Required action
What is the count of lines in the data that hold the string "each"? State the number alone.

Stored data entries
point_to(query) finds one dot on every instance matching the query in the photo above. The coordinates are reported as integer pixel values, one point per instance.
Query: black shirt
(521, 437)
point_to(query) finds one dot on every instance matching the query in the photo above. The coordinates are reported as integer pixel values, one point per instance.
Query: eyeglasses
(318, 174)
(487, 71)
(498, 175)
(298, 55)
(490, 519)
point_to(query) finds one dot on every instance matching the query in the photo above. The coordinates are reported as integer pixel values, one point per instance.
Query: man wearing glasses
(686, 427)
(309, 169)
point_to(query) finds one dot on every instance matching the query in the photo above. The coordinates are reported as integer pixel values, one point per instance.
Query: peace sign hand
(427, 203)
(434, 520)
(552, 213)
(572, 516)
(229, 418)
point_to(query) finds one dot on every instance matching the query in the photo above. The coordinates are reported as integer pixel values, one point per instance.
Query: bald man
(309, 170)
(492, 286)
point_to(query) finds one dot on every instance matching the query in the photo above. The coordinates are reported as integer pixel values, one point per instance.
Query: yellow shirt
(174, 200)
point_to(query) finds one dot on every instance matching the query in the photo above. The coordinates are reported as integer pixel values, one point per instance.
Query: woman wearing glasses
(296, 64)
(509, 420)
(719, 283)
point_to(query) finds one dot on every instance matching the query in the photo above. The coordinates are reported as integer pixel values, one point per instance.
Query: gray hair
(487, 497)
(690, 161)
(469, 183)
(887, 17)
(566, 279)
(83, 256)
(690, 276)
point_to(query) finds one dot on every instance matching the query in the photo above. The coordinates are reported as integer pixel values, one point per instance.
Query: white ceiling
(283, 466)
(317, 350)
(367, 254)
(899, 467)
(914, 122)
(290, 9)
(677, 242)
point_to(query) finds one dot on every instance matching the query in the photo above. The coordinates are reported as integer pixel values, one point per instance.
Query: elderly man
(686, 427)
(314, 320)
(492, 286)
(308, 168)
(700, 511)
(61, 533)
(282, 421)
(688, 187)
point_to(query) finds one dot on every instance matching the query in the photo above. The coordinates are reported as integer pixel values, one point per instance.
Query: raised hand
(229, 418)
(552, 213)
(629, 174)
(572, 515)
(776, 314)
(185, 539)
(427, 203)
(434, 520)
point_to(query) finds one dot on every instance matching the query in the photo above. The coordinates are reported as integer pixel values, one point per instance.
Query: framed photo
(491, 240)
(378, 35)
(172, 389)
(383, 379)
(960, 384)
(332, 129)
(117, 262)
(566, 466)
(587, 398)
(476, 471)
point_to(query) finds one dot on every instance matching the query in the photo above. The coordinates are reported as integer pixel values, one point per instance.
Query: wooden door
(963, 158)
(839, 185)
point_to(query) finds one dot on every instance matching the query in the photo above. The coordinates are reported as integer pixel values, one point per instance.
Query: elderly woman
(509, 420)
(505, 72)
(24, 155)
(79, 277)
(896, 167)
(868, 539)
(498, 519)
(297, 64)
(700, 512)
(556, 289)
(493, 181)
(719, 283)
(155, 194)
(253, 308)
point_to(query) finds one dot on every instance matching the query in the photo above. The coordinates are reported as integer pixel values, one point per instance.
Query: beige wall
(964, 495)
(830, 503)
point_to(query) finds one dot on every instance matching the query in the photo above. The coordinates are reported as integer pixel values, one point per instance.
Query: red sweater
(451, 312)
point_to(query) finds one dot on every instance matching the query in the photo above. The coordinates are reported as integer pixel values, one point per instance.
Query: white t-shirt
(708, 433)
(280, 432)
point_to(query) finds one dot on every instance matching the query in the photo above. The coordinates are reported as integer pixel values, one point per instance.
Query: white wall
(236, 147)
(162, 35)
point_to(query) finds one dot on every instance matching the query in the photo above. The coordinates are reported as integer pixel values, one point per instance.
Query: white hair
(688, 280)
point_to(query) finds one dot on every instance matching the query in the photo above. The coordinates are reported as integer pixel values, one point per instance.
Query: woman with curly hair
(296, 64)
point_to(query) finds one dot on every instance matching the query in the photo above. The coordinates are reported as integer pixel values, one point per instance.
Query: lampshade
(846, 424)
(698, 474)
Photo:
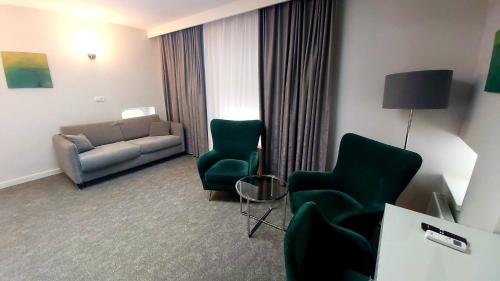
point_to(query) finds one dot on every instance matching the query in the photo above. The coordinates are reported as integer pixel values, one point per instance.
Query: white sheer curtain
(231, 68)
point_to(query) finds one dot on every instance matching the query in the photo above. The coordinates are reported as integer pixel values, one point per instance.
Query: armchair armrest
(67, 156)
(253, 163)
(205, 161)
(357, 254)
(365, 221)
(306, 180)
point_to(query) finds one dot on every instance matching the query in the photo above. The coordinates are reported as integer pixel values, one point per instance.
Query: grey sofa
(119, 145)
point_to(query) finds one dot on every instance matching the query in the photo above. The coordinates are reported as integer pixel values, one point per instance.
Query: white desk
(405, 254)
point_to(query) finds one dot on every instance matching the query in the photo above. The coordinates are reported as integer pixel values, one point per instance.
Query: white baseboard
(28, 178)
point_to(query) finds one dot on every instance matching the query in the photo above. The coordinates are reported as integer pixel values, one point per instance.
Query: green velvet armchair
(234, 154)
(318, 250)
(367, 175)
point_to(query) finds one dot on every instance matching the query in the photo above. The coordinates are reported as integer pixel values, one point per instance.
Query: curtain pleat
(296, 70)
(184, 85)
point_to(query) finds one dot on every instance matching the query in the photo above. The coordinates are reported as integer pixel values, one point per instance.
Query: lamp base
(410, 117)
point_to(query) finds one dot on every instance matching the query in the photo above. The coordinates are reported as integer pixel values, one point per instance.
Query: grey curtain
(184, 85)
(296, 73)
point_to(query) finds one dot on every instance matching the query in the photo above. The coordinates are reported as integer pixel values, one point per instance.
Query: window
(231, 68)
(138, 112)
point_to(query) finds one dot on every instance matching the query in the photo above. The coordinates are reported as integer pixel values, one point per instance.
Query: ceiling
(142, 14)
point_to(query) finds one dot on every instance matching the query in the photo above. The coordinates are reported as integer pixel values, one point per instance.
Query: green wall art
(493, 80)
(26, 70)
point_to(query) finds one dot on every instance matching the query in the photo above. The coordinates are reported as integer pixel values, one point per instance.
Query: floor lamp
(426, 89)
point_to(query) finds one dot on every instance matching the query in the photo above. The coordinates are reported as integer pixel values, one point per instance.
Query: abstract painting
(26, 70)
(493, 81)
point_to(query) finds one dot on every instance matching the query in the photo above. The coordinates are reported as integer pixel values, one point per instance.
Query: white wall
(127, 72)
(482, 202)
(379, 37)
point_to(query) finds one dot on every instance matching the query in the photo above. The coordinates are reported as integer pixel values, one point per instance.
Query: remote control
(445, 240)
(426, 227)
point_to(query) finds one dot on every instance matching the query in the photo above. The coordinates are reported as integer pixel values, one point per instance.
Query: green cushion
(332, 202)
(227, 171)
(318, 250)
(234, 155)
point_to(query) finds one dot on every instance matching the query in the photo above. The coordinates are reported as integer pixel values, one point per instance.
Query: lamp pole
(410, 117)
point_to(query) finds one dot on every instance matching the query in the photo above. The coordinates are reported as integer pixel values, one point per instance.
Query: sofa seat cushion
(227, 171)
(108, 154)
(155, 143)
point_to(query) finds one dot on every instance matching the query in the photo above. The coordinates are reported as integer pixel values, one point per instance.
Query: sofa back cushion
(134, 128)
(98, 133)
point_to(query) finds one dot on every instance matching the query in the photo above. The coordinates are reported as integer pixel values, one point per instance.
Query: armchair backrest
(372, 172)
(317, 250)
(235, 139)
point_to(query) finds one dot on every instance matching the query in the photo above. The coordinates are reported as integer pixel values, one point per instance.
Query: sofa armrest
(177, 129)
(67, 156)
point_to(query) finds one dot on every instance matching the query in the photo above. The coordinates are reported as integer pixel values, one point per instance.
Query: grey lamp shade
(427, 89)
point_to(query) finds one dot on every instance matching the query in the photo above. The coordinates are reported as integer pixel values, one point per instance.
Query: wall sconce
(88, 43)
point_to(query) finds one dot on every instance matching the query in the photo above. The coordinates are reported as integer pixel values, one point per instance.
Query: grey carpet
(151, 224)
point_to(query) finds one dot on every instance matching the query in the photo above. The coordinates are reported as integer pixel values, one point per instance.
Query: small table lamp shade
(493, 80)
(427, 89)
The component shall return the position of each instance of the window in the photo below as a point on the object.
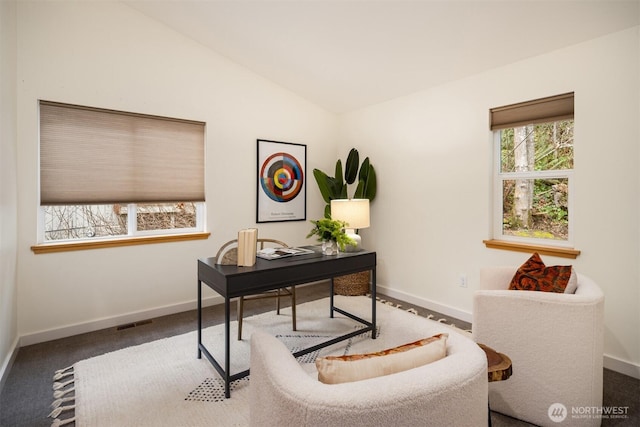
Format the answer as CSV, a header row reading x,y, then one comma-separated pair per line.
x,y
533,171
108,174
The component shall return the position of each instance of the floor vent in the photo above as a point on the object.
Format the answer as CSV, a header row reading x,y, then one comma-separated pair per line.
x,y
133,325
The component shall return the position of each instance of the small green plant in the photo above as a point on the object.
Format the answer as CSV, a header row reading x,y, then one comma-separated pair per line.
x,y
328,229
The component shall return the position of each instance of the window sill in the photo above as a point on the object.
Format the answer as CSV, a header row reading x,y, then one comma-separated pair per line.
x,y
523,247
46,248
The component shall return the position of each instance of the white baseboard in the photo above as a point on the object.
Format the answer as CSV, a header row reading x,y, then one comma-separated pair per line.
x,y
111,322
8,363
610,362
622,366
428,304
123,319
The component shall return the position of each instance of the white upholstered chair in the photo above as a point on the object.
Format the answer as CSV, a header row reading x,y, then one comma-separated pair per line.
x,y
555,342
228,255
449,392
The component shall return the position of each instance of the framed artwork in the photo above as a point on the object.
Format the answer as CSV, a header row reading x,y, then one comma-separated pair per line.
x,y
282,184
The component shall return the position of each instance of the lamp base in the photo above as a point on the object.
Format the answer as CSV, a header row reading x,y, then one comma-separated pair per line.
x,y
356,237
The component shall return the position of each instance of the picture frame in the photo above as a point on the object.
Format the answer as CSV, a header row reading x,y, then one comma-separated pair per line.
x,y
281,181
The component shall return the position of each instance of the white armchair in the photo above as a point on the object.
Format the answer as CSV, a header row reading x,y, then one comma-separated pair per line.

Written answer
10